begin SOURCE EXCERPT

May 20, 2025, 10:49 p.m. ET
New emails document how a top aide to Tulsi Gabbard, the director of national intelligence, ordered analysts to edit an assessment with the hope of insulating President Trump and Ms. Gabbard from being attacked for the administration’s claim that Venezuela’s government controls a criminal gang.
“We need to do some rewriting” and more analytic work “so this document is not used against the DNI or POTUS,” Joe Kent, the chief of staff to Ms. Gabbard, wrote in an email to a group of intelligence officials on April 3, using shorthand for Ms. Gabbard’s position and for the president of the United States.
The New York Times reported last week that Mr. Kent had pushed analysts to redo their assessment, dated Feb. 26, of the relationship between Venezuela’s government and the gang, Tren de Aragua, after it came to light that the assessment contradicted a subsequent claim by Mr. Trump. The disclosure of the precise language of Mr. Kent’s emails has added to the emerging picture of a politicized intervention.
The final memo, which is dated April 7 and has since become public, still contradicts a key claim that Mr. Trump made to justify sending people accused of being members of the gang to a notorious Salvadoran prison without due process.
Emails on the topic from Mr. Kent, who is also Mr. Trump’s pending nominee to lead the National Counterterrorism Center, have circulated within the intelligence community and were described by people briefed on them. Mr. Kent’s interventions have raised internal alarms about politicizing intelligence analysis.
Defenders of Mr. Kent have disputed that his attempted intervention was part of a pressure campaign, arguing he was trying to show more of what the intelligence community knew about the gang.

end SOURCE EXCERPT
begin RECORD LIST

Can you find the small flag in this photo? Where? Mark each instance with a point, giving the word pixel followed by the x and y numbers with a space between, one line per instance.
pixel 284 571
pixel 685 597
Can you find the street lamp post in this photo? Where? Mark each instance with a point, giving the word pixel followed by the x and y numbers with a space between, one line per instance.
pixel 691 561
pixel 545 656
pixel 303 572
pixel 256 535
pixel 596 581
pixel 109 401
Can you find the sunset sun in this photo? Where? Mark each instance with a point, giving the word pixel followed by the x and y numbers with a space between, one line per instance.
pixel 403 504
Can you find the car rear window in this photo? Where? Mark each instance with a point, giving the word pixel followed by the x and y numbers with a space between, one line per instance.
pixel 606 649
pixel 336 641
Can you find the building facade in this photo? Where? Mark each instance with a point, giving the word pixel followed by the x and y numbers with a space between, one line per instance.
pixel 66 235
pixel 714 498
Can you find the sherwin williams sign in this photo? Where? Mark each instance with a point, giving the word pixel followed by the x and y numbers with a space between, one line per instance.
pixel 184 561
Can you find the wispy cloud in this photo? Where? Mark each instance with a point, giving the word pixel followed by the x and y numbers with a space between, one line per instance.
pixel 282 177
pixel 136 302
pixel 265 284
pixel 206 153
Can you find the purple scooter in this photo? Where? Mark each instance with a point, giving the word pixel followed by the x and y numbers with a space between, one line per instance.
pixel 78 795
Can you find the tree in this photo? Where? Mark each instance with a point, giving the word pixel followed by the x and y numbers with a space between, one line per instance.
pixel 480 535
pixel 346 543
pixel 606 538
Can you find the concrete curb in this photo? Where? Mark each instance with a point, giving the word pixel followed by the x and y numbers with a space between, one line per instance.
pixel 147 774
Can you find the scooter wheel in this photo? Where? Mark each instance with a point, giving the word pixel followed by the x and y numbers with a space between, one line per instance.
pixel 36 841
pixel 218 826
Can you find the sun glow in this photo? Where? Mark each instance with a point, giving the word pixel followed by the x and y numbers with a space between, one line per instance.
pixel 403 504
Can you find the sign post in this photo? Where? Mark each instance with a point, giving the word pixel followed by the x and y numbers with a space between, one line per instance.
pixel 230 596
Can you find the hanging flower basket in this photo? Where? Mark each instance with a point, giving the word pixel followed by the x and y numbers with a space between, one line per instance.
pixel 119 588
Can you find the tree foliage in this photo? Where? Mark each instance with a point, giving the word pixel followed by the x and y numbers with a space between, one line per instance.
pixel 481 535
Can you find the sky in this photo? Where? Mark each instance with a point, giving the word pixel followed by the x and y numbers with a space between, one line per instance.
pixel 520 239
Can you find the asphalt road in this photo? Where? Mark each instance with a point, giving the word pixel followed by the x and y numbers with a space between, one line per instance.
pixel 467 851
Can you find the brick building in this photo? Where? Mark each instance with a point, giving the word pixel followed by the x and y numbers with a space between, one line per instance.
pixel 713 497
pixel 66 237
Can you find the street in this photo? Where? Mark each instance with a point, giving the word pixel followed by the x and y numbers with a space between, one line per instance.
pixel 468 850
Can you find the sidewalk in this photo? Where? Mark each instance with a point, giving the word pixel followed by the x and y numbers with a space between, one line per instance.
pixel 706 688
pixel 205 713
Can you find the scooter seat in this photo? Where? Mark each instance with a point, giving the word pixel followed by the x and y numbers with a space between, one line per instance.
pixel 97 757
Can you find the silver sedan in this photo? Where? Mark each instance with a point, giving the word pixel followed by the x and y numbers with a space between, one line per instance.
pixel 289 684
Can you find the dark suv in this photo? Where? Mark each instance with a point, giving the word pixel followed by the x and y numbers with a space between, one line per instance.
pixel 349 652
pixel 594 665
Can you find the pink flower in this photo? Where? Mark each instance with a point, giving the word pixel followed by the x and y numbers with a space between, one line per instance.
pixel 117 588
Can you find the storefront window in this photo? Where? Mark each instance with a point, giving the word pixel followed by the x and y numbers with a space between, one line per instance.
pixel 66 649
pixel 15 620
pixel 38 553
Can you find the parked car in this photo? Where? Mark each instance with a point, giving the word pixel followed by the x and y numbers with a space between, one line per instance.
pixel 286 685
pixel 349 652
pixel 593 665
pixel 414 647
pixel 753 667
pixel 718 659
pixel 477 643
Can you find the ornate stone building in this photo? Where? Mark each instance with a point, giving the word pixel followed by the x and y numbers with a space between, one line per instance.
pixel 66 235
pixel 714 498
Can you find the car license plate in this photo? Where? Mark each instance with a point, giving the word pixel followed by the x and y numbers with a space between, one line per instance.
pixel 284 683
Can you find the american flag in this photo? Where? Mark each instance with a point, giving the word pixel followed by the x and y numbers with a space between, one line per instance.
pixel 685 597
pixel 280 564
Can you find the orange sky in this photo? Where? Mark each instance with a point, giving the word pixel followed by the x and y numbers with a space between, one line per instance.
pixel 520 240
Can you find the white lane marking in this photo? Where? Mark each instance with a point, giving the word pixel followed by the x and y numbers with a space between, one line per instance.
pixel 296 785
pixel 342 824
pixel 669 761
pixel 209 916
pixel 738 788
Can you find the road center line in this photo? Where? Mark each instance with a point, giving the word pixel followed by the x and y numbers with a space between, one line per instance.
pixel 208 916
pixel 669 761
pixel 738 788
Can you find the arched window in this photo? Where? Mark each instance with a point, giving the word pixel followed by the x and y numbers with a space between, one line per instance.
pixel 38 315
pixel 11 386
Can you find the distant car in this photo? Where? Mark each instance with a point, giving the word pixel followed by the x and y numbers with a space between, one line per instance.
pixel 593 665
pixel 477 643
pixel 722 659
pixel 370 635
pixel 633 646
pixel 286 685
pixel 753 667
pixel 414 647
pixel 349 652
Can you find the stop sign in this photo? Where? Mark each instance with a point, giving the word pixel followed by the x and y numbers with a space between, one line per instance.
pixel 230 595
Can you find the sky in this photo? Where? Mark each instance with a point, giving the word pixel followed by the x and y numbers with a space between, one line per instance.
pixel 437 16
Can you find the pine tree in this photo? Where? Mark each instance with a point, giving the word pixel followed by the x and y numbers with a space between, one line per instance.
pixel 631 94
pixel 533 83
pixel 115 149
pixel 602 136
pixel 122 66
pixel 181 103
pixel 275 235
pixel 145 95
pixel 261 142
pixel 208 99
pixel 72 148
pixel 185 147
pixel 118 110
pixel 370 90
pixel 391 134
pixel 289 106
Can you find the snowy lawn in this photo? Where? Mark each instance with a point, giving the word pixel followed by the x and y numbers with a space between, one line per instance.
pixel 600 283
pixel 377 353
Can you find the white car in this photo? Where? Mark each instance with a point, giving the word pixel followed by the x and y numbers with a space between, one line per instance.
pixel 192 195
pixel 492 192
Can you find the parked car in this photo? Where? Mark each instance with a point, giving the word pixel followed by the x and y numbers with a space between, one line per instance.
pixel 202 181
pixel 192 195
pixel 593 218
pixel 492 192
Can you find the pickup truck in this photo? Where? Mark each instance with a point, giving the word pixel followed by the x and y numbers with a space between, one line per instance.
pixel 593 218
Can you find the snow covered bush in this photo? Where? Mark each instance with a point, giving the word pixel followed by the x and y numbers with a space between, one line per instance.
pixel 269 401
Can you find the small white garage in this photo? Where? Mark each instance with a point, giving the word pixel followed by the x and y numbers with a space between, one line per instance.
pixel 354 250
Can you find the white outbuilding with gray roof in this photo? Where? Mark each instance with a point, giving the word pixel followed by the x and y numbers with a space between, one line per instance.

end RECORD LIST

**REQUIRED TASK**
Decide whether each statement agrees with the news excerpt about Joe Kent's emails, and answer yes or no with the deciding words quoted from it: (a) Mr. Kent sent his email to a group of intelligence officials on April 3. (b) The final memo dated April 7 no longer contradicts Mr. Trump's key claim. (c) The original assessment was dated Feb. 26. Rely on the news excerpt alone.

**EXERCISE SOLUTION**
(a) Yes: "wrote in an email to a group of intelligence officials on April 3"
(b) No: "still contradicts a key claim that Mr. Trump made"
(c) Yes: "their assessment, dated Feb. 26"